** TASK DETAILS **
Reproduce the lines of the records below verbatim, beginning with the line containing "Please locate the cat's hind" and ending with the line containing "[299,100,316,113]", both of those lines included.

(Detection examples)
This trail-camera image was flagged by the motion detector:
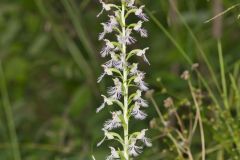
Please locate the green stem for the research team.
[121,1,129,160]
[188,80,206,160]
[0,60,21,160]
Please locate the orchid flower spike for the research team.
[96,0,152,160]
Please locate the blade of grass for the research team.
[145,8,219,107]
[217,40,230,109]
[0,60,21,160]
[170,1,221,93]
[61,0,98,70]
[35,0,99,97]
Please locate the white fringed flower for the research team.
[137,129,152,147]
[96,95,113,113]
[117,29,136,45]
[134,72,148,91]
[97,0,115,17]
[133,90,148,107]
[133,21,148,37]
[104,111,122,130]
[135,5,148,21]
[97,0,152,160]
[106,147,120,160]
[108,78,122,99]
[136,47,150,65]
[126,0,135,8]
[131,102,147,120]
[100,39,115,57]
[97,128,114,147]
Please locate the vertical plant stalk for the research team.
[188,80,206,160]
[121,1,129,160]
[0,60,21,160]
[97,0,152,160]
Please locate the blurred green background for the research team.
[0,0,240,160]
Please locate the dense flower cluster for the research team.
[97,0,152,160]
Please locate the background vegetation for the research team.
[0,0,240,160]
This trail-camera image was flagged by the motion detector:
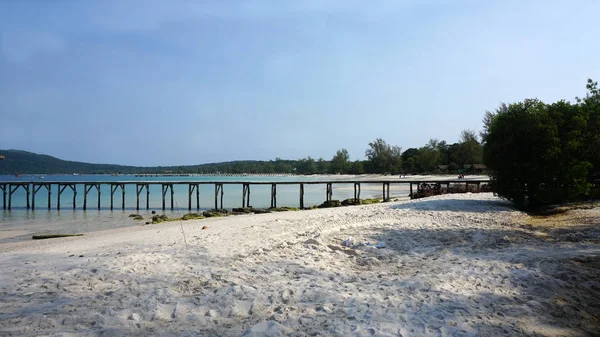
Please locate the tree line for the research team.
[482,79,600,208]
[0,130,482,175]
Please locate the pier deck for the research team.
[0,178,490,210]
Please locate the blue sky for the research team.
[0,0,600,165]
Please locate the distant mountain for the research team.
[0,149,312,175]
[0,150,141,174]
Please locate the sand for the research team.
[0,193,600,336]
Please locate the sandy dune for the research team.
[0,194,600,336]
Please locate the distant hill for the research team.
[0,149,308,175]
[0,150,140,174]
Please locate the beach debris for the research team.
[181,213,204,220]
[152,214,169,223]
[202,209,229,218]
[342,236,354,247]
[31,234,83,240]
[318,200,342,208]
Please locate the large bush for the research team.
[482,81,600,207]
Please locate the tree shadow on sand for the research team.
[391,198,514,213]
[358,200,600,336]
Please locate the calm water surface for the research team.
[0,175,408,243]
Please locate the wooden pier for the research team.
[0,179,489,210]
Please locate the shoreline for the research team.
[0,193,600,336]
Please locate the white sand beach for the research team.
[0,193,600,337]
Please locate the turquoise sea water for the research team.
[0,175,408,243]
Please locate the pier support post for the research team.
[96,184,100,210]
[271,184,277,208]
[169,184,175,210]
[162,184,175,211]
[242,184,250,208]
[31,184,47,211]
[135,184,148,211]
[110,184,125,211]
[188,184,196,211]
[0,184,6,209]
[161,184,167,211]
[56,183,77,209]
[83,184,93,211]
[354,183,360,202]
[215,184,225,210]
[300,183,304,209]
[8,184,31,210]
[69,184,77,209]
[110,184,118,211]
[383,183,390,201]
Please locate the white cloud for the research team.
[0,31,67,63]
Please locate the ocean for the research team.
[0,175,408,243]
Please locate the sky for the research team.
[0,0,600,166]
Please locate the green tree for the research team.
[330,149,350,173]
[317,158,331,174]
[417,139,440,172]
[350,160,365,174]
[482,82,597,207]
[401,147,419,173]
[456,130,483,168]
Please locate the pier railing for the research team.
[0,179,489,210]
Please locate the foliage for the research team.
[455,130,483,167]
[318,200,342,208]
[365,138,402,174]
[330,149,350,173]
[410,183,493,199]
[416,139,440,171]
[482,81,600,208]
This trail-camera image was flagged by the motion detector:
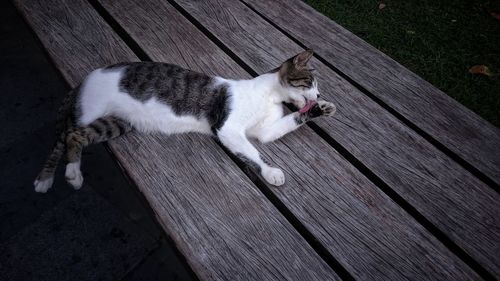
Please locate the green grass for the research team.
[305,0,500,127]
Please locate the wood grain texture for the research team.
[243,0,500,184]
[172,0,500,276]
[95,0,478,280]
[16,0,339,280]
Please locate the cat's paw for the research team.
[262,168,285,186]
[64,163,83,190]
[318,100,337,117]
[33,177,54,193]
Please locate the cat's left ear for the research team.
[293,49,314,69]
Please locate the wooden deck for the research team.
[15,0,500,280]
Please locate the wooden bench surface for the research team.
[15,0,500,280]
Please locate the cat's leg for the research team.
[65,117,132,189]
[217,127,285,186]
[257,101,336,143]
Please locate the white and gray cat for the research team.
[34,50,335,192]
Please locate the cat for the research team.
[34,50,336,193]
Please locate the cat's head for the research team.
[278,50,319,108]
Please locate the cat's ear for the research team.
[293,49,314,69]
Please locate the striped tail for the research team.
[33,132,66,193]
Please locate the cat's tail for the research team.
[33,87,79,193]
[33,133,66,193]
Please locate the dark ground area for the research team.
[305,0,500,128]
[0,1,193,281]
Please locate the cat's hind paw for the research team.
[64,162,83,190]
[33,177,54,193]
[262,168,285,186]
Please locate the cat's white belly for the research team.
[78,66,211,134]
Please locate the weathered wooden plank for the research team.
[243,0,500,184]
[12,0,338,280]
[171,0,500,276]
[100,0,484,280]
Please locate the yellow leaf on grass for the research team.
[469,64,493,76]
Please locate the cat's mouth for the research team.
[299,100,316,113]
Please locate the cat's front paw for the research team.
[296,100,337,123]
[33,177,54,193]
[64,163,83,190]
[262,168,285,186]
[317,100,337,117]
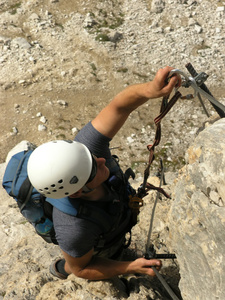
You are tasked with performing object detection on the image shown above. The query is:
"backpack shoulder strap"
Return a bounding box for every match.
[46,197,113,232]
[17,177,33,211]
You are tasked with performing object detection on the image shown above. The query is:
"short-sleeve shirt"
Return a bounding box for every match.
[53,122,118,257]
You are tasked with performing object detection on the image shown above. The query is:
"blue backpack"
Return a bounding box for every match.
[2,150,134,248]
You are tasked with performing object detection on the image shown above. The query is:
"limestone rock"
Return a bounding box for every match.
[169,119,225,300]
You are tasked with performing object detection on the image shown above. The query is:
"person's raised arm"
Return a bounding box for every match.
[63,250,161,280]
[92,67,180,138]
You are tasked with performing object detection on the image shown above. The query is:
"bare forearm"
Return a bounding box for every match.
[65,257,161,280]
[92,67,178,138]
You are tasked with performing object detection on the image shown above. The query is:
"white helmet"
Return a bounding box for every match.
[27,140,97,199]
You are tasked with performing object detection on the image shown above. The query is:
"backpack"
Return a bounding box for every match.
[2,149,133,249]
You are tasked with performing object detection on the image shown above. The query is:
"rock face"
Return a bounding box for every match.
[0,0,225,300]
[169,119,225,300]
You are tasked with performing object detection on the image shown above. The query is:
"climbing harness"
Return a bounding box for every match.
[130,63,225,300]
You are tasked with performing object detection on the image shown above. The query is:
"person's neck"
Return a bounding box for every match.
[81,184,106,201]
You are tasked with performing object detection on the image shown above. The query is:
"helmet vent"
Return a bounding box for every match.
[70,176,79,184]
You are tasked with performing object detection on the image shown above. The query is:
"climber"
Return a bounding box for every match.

** WRITTEN SOLUTION **
Please locate the cat's hind paw for the research team.
[64,162,83,190]
[33,177,54,193]
[262,168,285,186]
Please locate the cat's white belly for the research team.
[78,66,211,134]
Please locate the weathered wooden plank for the research team.
[243,0,500,184]
[12,0,338,280]
[171,0,500,276]
[100,0,484,280]
Please locate the yellow leaf on grass for the research team.
[469,64,493,76]
Please locate the cat's mouth for the research team.
[299,100,316,113]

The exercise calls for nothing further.